The Highway Trust Fund is projected to run out of money a month before MAP-21 expires, but a real solution is still a long way away. Image: ##http://www.dot.gov/highway-trust-fund-ticker##U.S. DOT##

The Highway Trust Fund is projected to run out of money a month before MAP-21 expires, but a real solution is still a long way away. Image: U.S. DOT

The push for a long-term transportation bill is slowly giving way to the reality of an utter lack of consensus around a funding mechanism. The chair of the Senate Finance Committee, which is charged with finding that consensus, indicated today that the job just isn’t possible right now. The Hill reports that Sen. Ron Wyden (D-OR) has a bill in the works for a short-term extension to keep MAP-21 alive and funded, at least, until the end of the year.

The Highway Trust Fund (20 percent of which goes to transit) is expected to run out of money in August, well before the bill expires September 30.

● ● ●

- **Request A**:
According to the Highway Trust Fund passage, in what month is the fund expected to run out of money?
The entries that follow are unrelated to the text above.

● ● ●

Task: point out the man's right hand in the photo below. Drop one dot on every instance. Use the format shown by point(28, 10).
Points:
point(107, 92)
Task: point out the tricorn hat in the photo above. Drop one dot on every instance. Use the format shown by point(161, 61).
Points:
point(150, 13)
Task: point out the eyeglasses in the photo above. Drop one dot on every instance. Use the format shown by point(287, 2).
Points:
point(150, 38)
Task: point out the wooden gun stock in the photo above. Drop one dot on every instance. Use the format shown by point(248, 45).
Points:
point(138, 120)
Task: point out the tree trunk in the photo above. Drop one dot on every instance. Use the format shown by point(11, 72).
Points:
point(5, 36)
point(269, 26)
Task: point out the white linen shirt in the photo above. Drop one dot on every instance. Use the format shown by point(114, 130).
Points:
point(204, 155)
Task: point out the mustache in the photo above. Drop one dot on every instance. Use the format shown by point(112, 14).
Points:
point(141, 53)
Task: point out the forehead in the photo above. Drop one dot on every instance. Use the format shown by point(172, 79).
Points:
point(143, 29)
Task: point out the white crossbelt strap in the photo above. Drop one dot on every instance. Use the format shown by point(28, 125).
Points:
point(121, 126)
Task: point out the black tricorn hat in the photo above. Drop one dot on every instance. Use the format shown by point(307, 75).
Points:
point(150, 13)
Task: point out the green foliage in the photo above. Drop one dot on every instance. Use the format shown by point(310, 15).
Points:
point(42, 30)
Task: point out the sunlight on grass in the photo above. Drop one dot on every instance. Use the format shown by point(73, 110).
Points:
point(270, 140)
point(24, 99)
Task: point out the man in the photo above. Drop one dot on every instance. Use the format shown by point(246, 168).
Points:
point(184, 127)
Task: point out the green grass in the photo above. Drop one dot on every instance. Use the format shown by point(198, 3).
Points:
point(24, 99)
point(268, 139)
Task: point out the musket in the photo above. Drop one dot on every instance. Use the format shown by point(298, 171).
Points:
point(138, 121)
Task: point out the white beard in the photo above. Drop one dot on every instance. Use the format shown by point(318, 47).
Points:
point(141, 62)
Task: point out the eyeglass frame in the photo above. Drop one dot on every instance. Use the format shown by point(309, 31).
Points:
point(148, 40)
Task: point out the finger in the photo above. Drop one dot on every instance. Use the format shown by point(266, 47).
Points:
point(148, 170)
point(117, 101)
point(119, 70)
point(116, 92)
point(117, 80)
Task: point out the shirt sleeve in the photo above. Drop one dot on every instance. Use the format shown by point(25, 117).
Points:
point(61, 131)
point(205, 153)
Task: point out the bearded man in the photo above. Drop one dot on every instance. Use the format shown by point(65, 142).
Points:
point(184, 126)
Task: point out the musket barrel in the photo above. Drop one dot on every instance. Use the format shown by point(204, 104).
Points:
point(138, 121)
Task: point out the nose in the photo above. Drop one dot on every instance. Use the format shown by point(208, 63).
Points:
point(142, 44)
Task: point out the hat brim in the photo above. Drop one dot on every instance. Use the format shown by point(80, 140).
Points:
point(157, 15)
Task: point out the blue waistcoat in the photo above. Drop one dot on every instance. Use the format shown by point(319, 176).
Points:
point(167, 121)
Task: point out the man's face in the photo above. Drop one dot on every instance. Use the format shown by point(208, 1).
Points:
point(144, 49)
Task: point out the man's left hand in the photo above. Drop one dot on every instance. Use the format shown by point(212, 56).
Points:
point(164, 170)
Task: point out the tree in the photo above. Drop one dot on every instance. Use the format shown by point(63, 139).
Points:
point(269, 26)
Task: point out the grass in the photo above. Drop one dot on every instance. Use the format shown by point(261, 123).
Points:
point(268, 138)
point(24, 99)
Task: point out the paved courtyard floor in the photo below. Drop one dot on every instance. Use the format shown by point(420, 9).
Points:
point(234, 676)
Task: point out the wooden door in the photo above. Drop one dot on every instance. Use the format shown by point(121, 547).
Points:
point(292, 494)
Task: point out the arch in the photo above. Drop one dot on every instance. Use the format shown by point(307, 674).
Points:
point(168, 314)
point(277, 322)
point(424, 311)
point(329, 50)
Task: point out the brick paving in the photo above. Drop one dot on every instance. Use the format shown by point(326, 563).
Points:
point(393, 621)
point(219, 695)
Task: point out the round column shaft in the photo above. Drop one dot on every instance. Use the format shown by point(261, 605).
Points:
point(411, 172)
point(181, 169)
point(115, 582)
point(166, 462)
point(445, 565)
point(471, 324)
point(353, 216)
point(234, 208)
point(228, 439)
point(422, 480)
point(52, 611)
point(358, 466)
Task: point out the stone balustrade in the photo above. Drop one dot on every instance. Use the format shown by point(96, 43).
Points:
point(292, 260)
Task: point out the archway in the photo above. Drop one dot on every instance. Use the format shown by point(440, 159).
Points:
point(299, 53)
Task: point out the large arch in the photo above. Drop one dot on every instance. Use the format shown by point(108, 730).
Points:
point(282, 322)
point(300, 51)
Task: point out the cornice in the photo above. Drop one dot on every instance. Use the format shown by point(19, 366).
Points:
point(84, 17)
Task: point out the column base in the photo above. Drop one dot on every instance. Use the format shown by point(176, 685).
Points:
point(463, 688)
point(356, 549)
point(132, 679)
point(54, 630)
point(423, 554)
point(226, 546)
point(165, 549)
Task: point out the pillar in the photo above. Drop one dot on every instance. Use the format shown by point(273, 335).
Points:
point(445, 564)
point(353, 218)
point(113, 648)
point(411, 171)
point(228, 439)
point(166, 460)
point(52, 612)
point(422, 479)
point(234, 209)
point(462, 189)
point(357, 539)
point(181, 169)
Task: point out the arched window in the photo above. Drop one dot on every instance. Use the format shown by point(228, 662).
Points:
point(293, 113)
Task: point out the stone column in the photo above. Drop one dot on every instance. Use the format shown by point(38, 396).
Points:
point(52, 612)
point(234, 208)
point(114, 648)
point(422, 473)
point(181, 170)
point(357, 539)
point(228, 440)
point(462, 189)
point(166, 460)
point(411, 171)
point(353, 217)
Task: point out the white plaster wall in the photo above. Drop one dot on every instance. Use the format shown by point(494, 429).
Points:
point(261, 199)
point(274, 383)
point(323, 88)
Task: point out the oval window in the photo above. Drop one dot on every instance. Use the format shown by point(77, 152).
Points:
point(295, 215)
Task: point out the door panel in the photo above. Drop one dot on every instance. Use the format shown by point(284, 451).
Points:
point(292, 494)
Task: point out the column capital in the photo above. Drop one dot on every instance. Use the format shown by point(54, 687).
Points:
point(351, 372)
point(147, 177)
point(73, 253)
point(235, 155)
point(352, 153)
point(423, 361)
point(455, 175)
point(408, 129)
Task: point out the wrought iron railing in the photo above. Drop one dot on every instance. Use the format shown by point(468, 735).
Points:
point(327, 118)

● ● ●

- **Request B**:
Rewrite the entries from their first line through the line containing "point(107, 92)", changing "right hand" to "left hand" and leaving everything else as it is. Give only those lines.

- **Full response A**:
August.

- **Full response B**:
Task: point out the man's left hand in the photo below. Drop one dot on every instance. Use the format shown by point(28, 10).
Points:
point(107, 92)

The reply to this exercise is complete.